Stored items
*** Block opens ***
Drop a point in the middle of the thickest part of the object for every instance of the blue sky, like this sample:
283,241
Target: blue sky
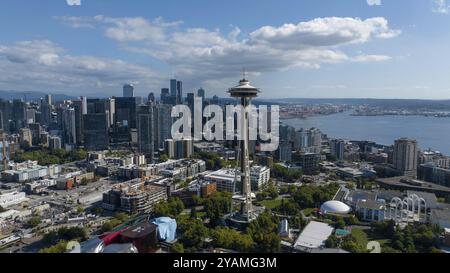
291,48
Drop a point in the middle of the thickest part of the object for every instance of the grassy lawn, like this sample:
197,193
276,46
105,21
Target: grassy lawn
271,204
377,237
308,211
360,236
365,236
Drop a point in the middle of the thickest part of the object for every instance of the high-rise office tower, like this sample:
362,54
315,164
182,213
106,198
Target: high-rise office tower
69,131
36,131
405,156
164,122
111,109
128,91
201,93
6,110
179,92
337,147
190,99
151,98
26,138
78,106
95,131
165,94
95,125
245,92
19,114
125,109
46,113
54,143
146,130
48,99
173,87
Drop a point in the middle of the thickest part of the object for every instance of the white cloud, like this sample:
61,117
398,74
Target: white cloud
73,2
441,6
206,55
49,66
371,58
374,2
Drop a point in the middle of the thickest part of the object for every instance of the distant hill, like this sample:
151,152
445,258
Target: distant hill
31,95
401,103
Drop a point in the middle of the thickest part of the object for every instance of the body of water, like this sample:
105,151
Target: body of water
430,132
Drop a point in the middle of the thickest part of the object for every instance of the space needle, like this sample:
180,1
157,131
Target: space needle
245,92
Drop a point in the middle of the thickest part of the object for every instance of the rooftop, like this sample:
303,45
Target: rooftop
314,235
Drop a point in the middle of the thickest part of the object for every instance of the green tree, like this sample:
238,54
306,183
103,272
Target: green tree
263,231
60,247
84,181
177,248
193,213
217,205
331,242
163,158
225,237
193,235
34,222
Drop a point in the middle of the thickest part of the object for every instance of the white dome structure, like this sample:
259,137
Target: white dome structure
335,207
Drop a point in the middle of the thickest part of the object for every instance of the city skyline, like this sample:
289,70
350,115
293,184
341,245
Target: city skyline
356,49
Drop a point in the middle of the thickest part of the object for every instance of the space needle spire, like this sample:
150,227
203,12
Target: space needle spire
245,92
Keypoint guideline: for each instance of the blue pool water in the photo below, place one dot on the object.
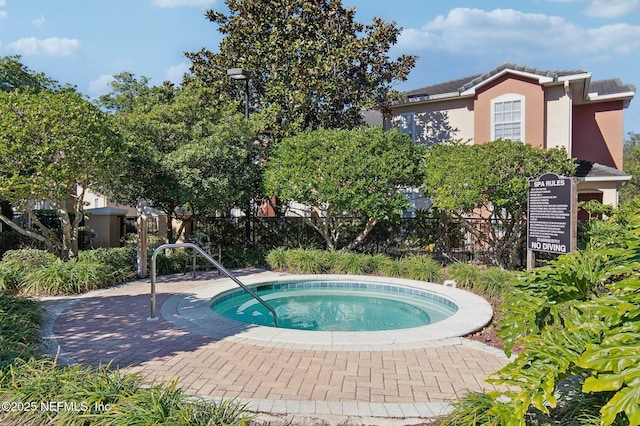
(336, 306)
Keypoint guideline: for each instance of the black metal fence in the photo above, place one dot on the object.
(444, 238)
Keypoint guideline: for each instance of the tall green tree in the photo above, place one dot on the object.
(184, 152)
(15, 75)
(631, 155)
(345, 176)
(490, 181)
(51, 144)
(312, 64)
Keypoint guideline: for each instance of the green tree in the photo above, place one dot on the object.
(345, 174)
(15, 75)
(312, 65)
(51, 144)
(183, 150)
(490, 181)
(631, 154)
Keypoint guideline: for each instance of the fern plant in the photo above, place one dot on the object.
(580, 315)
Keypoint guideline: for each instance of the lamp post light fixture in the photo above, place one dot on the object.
(240, 74)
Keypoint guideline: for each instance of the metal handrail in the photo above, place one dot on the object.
(206, 255)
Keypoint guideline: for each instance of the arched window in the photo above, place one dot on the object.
(507, 117)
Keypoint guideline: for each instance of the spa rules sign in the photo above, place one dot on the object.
(552, 214)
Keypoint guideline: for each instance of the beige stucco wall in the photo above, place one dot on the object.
(441, 121)
(533, 108)
(558, 118)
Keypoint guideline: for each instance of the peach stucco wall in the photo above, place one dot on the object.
(598, 133)
(534, 107)
(438, 122)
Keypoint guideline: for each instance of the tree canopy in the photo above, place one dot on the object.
(345, 176)
(15, 75)
(184, 150)
(312, 65)
(51, 143)
(490, 180)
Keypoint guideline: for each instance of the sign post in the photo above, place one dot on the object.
(551, 216)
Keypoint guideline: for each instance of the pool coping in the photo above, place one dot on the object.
(190, 311)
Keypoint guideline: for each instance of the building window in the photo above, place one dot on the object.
(508, 117)
(406, 124)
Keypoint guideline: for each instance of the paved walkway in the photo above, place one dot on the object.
(377, 386)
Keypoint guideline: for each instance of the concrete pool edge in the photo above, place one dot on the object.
(190, 311)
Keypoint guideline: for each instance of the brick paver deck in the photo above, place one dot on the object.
(111, 326)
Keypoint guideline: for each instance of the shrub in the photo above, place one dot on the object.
(393, 268)
(306, 261)
(493, 282)
(464, 274)
(28, 258)
(243, 258)
(278, 258)
(423, 268)
(20, 322)
(71, 277)
(16, 264)
(107, 397)
(577, 316)
(352, 263)
(122, 261)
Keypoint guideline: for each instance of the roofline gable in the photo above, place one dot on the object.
(468, 87)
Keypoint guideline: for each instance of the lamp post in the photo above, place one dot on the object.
(240, 74)
(144, 211)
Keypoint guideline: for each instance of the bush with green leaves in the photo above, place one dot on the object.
(578, 316)
(122, 261)
(72, 277)
(20, 321)
(100, 396)
(17, 263)
(423, 268)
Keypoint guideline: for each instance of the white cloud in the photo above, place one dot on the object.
(612, 8)
(508, 34)
(52, 46)
(100, 86)
(174, 73)
(182, 3)
(38, 21)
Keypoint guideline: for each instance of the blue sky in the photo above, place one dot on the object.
(85, 42)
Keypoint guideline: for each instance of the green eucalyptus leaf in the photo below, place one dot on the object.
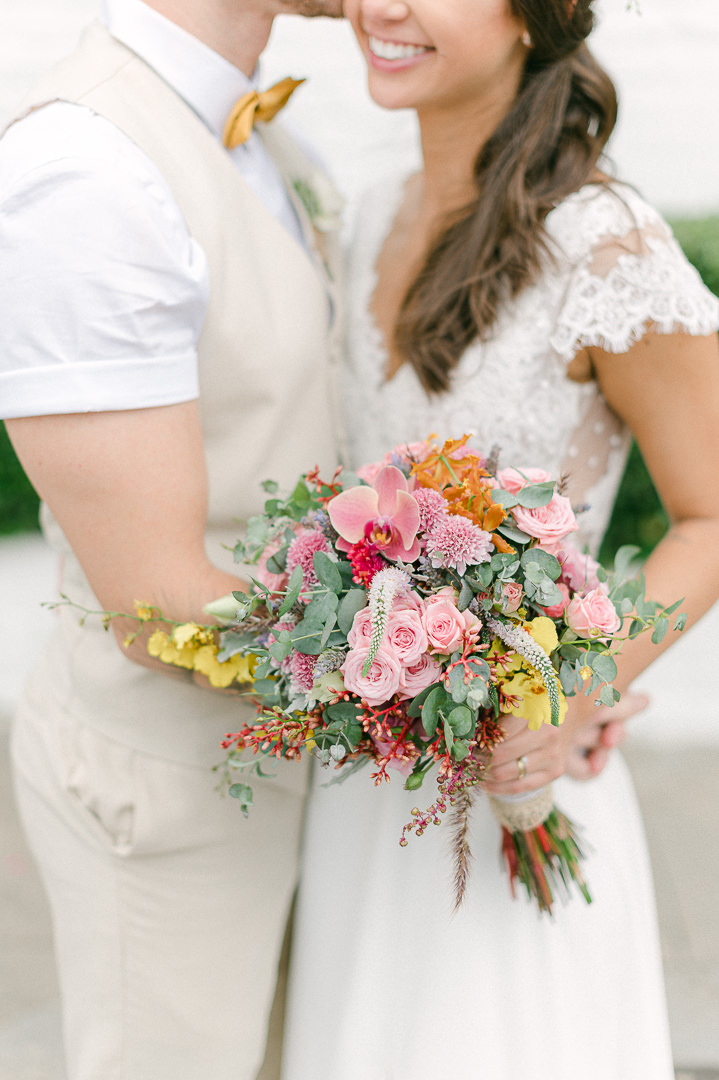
(458, 688)
(542, 558)
(329, 625)
(293, 591)
(321, 607)
(277, 562)
(602, 665)
(307, 637)
(280, 650)
(431, 707)
(265, 687)
(460, 750)
(326, 571)
(568, 677)
(513, 534)
(536, 495)
(415, 706)
(480, 577)
(461, 720)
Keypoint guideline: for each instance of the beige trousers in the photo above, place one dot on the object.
(168, 907)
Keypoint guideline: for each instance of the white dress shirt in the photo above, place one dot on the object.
(103, 292)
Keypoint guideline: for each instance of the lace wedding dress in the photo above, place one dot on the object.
(389, 984)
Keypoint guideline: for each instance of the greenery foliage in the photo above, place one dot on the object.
(18, 502)
(638, 515)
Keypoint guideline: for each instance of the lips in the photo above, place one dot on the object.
(395, 50)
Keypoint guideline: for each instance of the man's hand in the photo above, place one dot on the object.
(580, 747)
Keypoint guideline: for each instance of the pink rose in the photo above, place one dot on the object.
(444, 624)
(405, 637)
(361, 631)
(512, 594)
(547, 523)
(416, 677)
(514, 480)
(556, 609)
(593, 615)
(380, 683)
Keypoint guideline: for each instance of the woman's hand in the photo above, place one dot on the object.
(527, 760)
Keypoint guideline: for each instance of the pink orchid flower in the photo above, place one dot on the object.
(384, 514)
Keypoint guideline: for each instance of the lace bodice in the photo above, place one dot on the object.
(616, 272)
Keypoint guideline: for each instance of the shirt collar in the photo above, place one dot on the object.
(205, 80)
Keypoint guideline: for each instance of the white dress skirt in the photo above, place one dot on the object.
(387, 982)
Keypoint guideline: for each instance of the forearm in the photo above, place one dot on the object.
(682, 567)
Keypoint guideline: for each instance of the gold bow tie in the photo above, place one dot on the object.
(254, 106)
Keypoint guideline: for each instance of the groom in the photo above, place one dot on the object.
(167, 326)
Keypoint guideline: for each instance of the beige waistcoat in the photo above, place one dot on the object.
(265, 378)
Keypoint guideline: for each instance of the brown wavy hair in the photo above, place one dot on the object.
(545, 147)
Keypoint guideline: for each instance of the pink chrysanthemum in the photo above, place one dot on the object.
(301, 550)
(433, 508)
(302, 671)
(457, 542)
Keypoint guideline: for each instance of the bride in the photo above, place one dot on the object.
(513, 291)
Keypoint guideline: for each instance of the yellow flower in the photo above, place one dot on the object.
(533, 704)
(238, 669)
(160, 646)
(190, 633)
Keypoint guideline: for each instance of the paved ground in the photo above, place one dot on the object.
(663, 145)
(679, 798)
(679, 792)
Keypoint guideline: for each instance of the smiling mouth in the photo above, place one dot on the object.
(395, 51)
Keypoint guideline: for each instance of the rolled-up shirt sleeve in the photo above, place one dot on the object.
(103, 291)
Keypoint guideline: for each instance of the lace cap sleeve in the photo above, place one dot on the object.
(627, 274)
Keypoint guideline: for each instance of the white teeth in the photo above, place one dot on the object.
(393, 51)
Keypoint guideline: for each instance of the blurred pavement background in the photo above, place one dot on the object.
(665, 64)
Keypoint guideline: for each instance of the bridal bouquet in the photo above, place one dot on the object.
(396, 615)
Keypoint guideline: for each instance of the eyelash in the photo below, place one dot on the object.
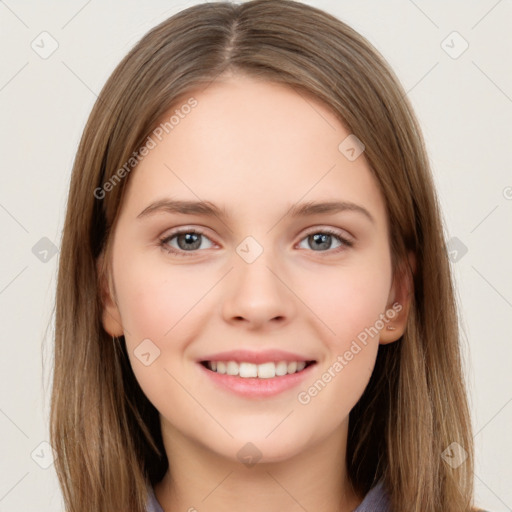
(324, 231)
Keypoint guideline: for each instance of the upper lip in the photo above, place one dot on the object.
(260, 357)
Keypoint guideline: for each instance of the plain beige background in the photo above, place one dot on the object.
(56, 56)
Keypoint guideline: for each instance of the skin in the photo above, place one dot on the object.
(255, 148)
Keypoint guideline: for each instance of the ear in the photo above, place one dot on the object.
(111, 318)
(399, 301)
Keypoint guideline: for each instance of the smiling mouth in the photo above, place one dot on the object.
(260, 371)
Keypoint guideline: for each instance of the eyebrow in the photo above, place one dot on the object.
(208, 208)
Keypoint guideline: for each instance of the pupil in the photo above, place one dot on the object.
(321, 239)
(191, 241)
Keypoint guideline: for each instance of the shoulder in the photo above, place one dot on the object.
(377, 500)
(152, 503)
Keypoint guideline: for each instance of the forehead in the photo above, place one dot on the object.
(253, 145)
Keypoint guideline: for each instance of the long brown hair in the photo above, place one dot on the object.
(105, 432)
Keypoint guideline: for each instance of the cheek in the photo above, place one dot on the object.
(349, 299)
(154, 298)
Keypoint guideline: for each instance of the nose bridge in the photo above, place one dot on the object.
(257, 292)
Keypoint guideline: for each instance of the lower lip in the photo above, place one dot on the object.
(258, 388)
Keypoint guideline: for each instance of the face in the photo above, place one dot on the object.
(259, 275)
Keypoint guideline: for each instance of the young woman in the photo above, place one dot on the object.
(255, 308)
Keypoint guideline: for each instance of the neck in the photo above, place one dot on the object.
(200, 479)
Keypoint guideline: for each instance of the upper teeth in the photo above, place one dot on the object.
(263, 371)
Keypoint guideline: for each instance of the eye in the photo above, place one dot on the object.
(322, 239)
(187, 240)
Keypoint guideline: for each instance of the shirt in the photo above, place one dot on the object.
(375, 501)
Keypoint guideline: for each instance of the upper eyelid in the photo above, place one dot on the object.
(339, 232)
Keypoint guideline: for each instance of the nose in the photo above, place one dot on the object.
(258, 294)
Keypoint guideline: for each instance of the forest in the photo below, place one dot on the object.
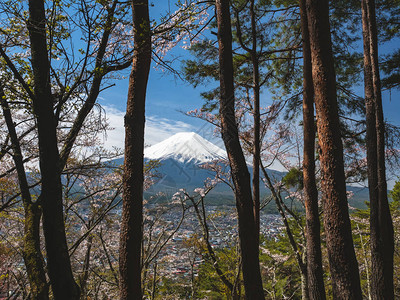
(297, 84)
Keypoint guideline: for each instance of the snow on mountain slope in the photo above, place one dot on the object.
(185, 147)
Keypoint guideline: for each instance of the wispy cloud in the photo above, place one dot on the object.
(157, 128)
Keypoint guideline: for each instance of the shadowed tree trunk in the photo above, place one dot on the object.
(316, 289)
(58, 261)
(381, 226)
(339, 241)
(256, 115)
(32, 253)
(131, 224)
(240, 173)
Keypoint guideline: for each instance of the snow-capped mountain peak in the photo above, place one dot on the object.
(185, 147)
*** Block closes ***
**WHAT YOU WILL DO:** Search the entries for the string "sample" and return each line where it turns up.

**OUTPUT:**
Drop a point in the middle of the thickest part of the object for every instance of the blue sky, like this sample:
Drop a point in the middle of the thickest part of the object for every instance of the grassy lawn, like this sample:
Drop a point in the middle of the thickest part of the object for every instance of the high-rise office tower, like this sample:
Drop a point in the middle of the thickest part of the object for every instance of the white cloud, like this sample:
Drop a point in the middle of the thickest part of the object for every instance of the distant hill, like this sample:
Drop a point in the middle of the thickest part of the object for every instance of the body of water, like this sample:
Drop a point in the middle of the thickest part of the object for every instance of the space needle, like this sample:
Drop a point in the middle of the thickest part of the object for every instance of the rooftop, like this sample:
Drop a point in the middle of the thickest part of the object for every instance of the green tree, like this sample:
Drop a point in the middle of the thickest part of the object for every instance of the white dome structure, like this sample:
Drop a point in the middle of the thickest part of the object for every instance of the city skyline, like this sample:
Drop a point in the middle of the thickest part of the object for every instance of the space needle spire, like this sample:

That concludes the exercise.